■ OBJECTIVE 1: Could you condense the book review's paragraph that begins "Laconia, New Hampshire, is the setting" into a short bulleted list of its main facts?

■ PROVIDED TEXT:
···

On his way to the West Coast, Jack Reacher takes a detour to New Hampshire to check out some family history in the 23rd book in Child's (The Midnight Line, 2017, etc.) series.
Laconia, New Hampshire, is the setting for the latest showcase for Reacher's unconscious talent for stirring up the latent murderous violence in any bucolic setting he chooses to enter. In this case, the hubbub comes in the form of a local mob family after Reacher unleashes his own form of discipline on a younger member of the clan when the beardless thug attempts to assault a waitress. Paid muscle is soon on the way north from Boston, but both Reacher and his constant readers know that kind of goon is never a match for him. And so Reacher and reader are free to ponder the puzzling story about our hero's past. It seems that there is no official record of Reacher's dad, who grew up in Laconia, but there is evidence to suggest he may have played a hand in the murder of a sociopath terrorizing the town in his day. All of this is intercut with the ordeal of a young Canadian couple driving south to New York to score some money by selling the goods they've got hidden away in a suitcase. Their car breaks down just outside a remote motel that, they gradually discover, is not as welcoming as it seems. It doesn't take long to figure out what's waiting for them there, though it takes a bit too long for Reacher's story to join theirs. Nevertheless, the tone doesn't go blooey here, as it has in some of the recent series entries, and the way everything winds up for all the participants shows a satisfying generosity of storytelling spirit.

···

■ SOURCE DATA:
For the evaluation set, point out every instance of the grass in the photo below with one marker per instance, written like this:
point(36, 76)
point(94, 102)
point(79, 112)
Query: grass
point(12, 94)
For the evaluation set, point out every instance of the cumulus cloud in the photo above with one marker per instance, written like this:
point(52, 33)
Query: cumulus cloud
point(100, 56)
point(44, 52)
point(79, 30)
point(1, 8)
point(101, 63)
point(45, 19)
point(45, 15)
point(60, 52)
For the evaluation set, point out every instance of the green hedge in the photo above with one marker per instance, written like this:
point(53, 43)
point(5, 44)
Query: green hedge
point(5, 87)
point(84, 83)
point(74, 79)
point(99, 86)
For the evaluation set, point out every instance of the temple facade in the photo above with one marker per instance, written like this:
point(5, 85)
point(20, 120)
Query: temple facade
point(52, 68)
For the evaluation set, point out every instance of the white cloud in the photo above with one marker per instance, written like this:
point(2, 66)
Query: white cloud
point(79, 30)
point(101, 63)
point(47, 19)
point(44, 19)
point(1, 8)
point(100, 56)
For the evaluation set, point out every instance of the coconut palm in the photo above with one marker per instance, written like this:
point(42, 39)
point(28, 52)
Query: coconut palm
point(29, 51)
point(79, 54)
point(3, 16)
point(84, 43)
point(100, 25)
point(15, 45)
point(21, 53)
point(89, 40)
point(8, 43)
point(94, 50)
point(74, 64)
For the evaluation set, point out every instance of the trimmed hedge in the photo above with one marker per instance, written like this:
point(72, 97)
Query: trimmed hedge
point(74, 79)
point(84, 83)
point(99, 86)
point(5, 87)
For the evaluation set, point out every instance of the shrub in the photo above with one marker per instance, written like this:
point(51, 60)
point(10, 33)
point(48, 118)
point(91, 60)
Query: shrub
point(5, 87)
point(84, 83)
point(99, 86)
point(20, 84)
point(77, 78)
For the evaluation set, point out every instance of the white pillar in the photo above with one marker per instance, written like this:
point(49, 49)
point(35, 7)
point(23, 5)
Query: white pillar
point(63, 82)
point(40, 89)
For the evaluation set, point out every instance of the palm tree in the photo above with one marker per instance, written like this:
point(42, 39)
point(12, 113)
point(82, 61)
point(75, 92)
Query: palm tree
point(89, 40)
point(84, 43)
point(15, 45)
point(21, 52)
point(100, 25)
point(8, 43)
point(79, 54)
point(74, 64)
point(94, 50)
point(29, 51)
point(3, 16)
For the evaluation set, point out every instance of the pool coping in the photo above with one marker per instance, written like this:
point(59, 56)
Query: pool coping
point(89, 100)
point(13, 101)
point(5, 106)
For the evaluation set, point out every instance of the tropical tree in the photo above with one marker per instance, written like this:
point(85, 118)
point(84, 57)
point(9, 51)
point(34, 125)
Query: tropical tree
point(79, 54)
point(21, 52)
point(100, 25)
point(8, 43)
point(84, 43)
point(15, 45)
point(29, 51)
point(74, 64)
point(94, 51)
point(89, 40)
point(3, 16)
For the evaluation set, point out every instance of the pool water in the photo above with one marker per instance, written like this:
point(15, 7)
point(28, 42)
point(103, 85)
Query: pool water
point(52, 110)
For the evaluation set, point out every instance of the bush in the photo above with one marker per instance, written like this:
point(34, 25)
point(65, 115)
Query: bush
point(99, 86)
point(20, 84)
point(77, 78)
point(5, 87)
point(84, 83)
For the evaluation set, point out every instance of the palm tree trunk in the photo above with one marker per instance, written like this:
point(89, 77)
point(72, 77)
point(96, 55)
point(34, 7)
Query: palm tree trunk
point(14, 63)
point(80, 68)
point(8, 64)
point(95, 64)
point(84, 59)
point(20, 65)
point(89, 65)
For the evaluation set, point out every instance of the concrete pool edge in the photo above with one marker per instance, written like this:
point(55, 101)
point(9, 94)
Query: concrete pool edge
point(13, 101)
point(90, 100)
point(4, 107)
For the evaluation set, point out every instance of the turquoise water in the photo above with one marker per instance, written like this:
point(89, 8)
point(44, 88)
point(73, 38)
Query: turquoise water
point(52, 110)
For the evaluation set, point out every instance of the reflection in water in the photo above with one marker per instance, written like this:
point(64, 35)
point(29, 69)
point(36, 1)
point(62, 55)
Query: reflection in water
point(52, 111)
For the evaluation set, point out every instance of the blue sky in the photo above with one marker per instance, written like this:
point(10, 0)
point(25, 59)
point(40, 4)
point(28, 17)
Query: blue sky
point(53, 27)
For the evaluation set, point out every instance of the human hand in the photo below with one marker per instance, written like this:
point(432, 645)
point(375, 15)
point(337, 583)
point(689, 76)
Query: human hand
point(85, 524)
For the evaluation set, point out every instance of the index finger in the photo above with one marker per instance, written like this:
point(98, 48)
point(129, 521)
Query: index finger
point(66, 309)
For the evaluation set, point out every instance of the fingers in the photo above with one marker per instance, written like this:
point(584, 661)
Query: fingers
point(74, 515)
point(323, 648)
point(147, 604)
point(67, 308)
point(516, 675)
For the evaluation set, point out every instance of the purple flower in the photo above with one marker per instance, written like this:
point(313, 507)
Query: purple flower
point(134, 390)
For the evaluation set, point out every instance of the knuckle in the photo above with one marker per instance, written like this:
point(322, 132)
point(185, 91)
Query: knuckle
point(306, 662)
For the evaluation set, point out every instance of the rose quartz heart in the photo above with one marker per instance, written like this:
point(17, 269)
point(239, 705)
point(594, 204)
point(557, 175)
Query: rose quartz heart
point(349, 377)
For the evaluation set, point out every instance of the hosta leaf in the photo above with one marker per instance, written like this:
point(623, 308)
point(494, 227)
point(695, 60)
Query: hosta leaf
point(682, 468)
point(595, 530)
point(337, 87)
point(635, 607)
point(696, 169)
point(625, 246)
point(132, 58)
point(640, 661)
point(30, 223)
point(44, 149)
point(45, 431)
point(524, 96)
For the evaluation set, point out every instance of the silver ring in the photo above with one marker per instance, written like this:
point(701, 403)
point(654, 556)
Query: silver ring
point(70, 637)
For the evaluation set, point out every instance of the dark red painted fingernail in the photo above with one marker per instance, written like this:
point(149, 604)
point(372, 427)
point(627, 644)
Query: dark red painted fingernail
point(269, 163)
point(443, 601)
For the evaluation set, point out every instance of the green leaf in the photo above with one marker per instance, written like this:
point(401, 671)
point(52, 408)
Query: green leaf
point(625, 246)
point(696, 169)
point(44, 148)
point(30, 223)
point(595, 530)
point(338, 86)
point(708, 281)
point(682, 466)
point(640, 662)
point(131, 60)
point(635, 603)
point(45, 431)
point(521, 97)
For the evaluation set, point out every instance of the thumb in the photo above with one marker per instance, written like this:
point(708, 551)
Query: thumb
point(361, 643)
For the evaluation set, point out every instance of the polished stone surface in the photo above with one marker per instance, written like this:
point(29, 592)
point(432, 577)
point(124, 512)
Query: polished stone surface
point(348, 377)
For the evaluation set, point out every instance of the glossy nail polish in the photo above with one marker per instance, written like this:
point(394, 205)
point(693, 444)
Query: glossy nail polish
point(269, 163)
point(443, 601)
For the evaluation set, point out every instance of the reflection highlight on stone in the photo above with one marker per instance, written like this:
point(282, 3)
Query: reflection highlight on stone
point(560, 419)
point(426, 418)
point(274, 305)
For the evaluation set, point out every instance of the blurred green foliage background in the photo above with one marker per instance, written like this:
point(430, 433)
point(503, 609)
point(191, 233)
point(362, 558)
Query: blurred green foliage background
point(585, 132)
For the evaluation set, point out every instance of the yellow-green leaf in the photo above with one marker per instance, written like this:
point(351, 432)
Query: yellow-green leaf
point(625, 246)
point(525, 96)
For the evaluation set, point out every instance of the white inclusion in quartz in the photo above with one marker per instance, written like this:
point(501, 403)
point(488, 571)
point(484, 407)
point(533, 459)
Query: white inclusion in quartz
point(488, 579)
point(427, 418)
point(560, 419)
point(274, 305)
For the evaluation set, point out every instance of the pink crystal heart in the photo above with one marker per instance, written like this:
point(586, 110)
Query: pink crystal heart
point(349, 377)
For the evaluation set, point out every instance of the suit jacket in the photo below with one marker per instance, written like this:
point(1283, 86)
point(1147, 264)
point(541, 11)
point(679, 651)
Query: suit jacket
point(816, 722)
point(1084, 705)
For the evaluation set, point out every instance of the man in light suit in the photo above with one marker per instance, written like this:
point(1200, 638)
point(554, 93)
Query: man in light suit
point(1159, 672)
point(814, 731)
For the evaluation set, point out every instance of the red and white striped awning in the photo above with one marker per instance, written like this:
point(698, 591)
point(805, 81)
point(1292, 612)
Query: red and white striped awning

···

■ OBJECTIVE 2: Would you reproduce, word for word, the entries between the line holding "For the evaluation set, point out every instance of the silver" and the line holding "point(521, 97)", inclusive?

■ OUTPUT 1:
- Setting: Laconia, New Hampshire, where Reacher again stirs up violence in a quiet place.
- Conflict: Reacher disciplines a young member of a local mob family who tries to assault a waitress, and paid muscle heads north from Boston, though such goons are never a match for him.
- Family mystery: There is no official record of Reacher's father, who grew up in Laconia. Evidence suggests he may have had a hand in murdering a sociopath who terrorized the town.
- Parallel plot: A young Canadian couple drives south to New York to sell goods hidden in a suitcase. Their car breaks down near a remote motel that proves less welcoming than it seems.
- Verdict: The couple's fate is easy to guess, and Reacher's story takes too long to join theirs. Still, the tone holds steady, unlike some recent entries in the series, and the ending shows a satisfying generosity of storytelling.

■ OUTPUT 2:
For the evaluation set, point out every instance of the silver ring in the photo above with one marker per instance, written like this:
point(701, 403)
point(654, 556)
Query: silver ring
point(70, 637)
For the evaluation set, point out every instance of the dark red painted fingernail in the photo above with one marker per instance, written like this:
point(149, 604)
point(372, 427)
point(627, 644)
Query: dark red painted fingernail
point(269, 163)
point(443, 601)
For the evaluation set, point out every instance of the green leaf in the photo above with one marker per instance, written like this:
point(401, 671)
point(52, 408)
Query: green leaf
point(625, 246)
point(696, 169)
point(44, 148)
point(30, 223)
point(595, 530)
point(338, 86)
point(708, 281)
point(682, 466)
point(640, 662)
point(131, 60)
point(635, 603)
point(45, 431)
point(521, 97)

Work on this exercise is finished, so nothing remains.